Recorded data

----------------------------------------

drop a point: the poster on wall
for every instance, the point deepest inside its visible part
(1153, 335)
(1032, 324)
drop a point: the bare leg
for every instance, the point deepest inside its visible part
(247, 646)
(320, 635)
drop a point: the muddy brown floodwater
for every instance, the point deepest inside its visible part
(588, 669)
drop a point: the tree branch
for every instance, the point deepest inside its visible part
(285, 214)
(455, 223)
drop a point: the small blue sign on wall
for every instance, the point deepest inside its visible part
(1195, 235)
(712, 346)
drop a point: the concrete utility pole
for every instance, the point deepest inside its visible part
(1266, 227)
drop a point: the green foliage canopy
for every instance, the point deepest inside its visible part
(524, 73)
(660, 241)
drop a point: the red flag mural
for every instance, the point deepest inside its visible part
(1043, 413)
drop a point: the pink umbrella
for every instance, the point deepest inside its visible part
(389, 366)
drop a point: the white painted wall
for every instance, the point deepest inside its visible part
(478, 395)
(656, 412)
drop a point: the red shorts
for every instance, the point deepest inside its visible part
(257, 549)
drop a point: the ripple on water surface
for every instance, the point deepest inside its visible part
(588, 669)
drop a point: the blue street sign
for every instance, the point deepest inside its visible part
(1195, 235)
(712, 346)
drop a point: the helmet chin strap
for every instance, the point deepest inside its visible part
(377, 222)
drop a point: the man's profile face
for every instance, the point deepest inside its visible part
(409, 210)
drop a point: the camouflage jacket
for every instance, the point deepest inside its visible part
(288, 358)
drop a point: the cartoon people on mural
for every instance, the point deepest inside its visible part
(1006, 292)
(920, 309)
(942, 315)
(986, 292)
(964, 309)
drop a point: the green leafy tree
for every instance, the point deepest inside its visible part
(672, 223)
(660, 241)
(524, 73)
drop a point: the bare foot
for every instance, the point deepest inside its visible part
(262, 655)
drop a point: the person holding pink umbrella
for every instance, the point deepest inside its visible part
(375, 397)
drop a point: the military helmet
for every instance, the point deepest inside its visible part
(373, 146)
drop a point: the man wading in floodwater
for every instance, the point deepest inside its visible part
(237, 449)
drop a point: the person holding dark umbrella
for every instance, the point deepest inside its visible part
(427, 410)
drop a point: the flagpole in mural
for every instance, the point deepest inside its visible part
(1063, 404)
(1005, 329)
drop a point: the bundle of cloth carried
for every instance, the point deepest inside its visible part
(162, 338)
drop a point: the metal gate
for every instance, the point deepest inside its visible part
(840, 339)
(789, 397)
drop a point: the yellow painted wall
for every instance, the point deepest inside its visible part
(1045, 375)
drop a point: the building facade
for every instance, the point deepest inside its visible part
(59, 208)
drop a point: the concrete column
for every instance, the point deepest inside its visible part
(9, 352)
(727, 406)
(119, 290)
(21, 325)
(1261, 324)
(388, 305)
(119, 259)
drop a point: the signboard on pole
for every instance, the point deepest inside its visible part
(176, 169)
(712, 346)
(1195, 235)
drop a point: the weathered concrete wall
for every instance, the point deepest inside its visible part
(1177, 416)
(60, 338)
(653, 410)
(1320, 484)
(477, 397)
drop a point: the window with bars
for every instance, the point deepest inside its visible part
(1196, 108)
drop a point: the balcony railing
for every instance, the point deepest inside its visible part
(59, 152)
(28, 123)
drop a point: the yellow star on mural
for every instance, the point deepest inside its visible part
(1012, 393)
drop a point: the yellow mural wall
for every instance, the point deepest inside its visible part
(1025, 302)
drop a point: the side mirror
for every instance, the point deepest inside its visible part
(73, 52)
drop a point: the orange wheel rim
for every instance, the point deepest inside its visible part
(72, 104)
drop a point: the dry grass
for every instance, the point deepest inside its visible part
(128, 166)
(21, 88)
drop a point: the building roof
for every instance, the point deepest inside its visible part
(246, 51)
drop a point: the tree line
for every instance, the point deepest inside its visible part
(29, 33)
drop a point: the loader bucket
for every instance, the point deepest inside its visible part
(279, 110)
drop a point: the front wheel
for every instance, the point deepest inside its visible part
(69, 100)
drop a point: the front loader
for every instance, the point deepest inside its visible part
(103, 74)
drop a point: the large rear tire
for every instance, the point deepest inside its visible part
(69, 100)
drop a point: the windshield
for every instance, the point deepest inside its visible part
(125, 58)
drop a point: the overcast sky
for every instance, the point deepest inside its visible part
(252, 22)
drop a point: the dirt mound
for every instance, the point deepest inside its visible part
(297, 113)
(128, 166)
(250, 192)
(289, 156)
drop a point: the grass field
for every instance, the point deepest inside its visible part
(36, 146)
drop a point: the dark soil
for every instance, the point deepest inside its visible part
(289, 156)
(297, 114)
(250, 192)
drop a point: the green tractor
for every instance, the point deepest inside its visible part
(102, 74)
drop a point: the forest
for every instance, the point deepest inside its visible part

----------------------------------------

Task prompt |
Repeat every line of the material exactly as given.

Exercise solution |
drop a point: the poster on wall
for every instance, the point deepest inside its visible part
(1153, 335)
(1032, 324)
drop a point: the bare leg
for every instance, the point deepest inside its visible part
(247, 646)
(320, 635)
drop a point: the muddy brown floodwater
for every instance, the point deepest inside its visible part
(588, 669)
drop a point: the tree branch
for every instance, the point deepest inside its visible part
(285, 214)
(455, 223)
drop a point: the small blue sign on wall
for every instance, the point deepest inside its visible part
(1195, 235)
(712, 346)
drop a point: the concrete utility pole
for every instance, the point deepest inside its visible part
(1266, 227)
drop a point: the green foliage canopy
for every instance, the point deepest inside its visible part
(524, 73)
(660, 241)
drop a point: the red flag mural
for every instance, the point deepest inside its visible part
(1043, 413)
drop a point: the pink umbrella
for every instance, the point deepest inside its visible part
(389, 366)
drop a point: the white painted wall
for every instance, the point deepest inside its visible part
(478, 395)
(656, 412)
drop a point: the red shorts
for every instance, the point deepest inside its visible part
(257, 549)
drop a point: the ripple on water surface
for every instance, the point deepest inside its visible part
(588, 669)
drop a point: the blue street sign
for every instance, the point deepest inside its visible part
(1195, 235)
(712, 346)
drop a point: the helmet chin strap
for every instance, the point deepest inside its visible part
(377, 222)
drop a point: the man's profile face
for every instance, the point deepest inside its visible part
(409, 210)
drop a point: the camouflage jacket
for every instance, the point deepest inside its visible part
(288, 358)
drop a point: the cartoon people on mural
for every instance, the point deepest inside its visible part
(1006, 292)
(920, 309)
(942, 315)
(986, 292)
(964, 309)
drop a point: the green leafy tree
for every instance, the point deepest inside its visible part
(672, 223)
(660, 241)
(524, 73)
drop a point: the bare foot
for every instance, the point deepest inside its visible part
(262, 655)
drop a point: the person holding pink umbrella
for every instance, the point deepest inside its visible part
(375, 397)
drop a point: the military helmet
for every instance, the point deepest inside its visible part
(373, 146)
drop a point: the man wading in floodwater
for every instance, the point deepest inside its visible part
(237, 449)
drop a point: the person holding dark umbrella
for every instance, the point deepest inside its visible part
(427, 410)
drop a point: the flagpole in mural
for every instance, the point deepest inside its visible part
(1063, 404)
(1005, 329)
drop a point: the bundle of cloth carried
for every instance, the point deepest inside its visible part
(162, 338)
drop a point: the metal gate
for every instance, the point deepest inside its visible part
(840, 339)
(789, 397)
drop a point: the yellow painted wall
for every instance, the point deepest inside its visible part
(1045, 375)
drop a point: the building facade
for every instance, the point deepest inside its visible part
(59, 208)
drop a point: the concrete column
for every instance, the point deepest inside its visible part
(9, 352)
(727, 406)
(119, 290)
(21, 325)
(1261, 324)
(388, 305)
(119, 259)
drop a point: the signboard on pole
for every instance, the point deepest inside its visible part
(176, 169)
(712, 346)
(1195, 235)
drop a point: the weathered concrete wall
for every instance, the point deepest inside its visible part
(1177, 416)
(60, 338)
(653, 410)
(1320, 484)
(477, 397)
drop a point: the window with bars
for every instance, the point deepest inside its visible part
(1196, 108)
drop a point: the balcony railing
for every instance, the point deepest inside its visible part
(59, 152)
(28, 123)
drop a point: the yellow star on mural
for every instance, the point deepest inside its visible part
(1012, 393)
drop a point: the yellow mural wall
for every instance, the point deepest inside its visible part
(1025, 302)
drop a point: the side mirror
for every instance, the point deepest inside its visible part
(73, 52)
drop a point: the orange wheel rim
for every instance, the point deepest inside its visible part
(72, 104)
drop a point: the dry grass
for every instance, the point deepest inside its visible part
(128, 166)
(21, 88)
drop a point: the building roof
for every instance, the point deepest inside its visible part
(246, 51)
drop a point: the tree line
for every instance, the point deepest inside its visible part
(29, 33)
drop a point: the loader bucket
for every instance, the point deepest inside its visible part
(279, 110)
drop a point: the front wheel
for every instance, the point deepest inside its visible part
(69, 100)
drop a point: the front loader
for every instance, the point deepest inside its visible part
(103, 74)
drop a point: the large rear tire
for every instance, the point deepest inside its visible part
(69, 100)
drop a point: the windshield
for every instance, the point deepest inside its visible part
(125, 58)
drop a point: the overcast sky
for every instance, the point deepest inside its visible part
(252, 22)
drop a point: the dirt mound
for every instance, the point deepest inside its visible part
(297, 113)
(128, 166)
(250, 192)
(289, 156)
drop a point: the grass field
for every instance, the point deepest inside its visible part
(36, 146)
drop a point: the dark soil
for every instance, the point deepest inside its visible part
(289, 156)
(297, 114)
(250, 192)
drop a point: the green tractor
for every instance, the point deepest inside its visible part
(102, 74)
drop a point: the forest
for every instance, the point deepest inside its visible part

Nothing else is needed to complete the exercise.